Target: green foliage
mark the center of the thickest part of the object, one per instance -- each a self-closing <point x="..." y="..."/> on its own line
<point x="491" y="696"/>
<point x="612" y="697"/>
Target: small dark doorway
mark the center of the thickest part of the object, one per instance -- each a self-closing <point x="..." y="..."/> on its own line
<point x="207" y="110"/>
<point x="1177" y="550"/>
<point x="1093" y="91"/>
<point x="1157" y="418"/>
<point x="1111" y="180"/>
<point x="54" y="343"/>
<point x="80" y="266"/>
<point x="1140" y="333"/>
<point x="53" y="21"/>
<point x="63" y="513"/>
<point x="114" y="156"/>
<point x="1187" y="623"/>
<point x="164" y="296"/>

● ● ● ● ●

SHORT EXERCISE: Would you reproduce every item above word for word, with nothing left out or changed?

EXPECTED ANSWER:
Target: green foliage
mark the center of the thickest part of the object, one per instance -- each a self-closing <point x="..." y="..."/> on its own line
<point x="491" y="696"/>
<point x="612" y="697"/>
Target: small dark doorway
mark the center of the thickest part of the object, one per instance -- each a self-closing <point x="..." y="..."/> on its own line
<point x="207" y="110"/>
<point x="1177" y="550"/>
<point x="1093" y="91"/>
<point x="1157" y="418"/>
<point x="1111" y="180"/>
<point x="54" y="343"/>
<point x="80" y="266"/>
<point x="1140" y="333"/>
<point x="53" y="21"/>
<point x="63" y="513"/>
<point x="114" y="156"/>
<point x="1187" y="623"/>
<point x="164" y="296"/>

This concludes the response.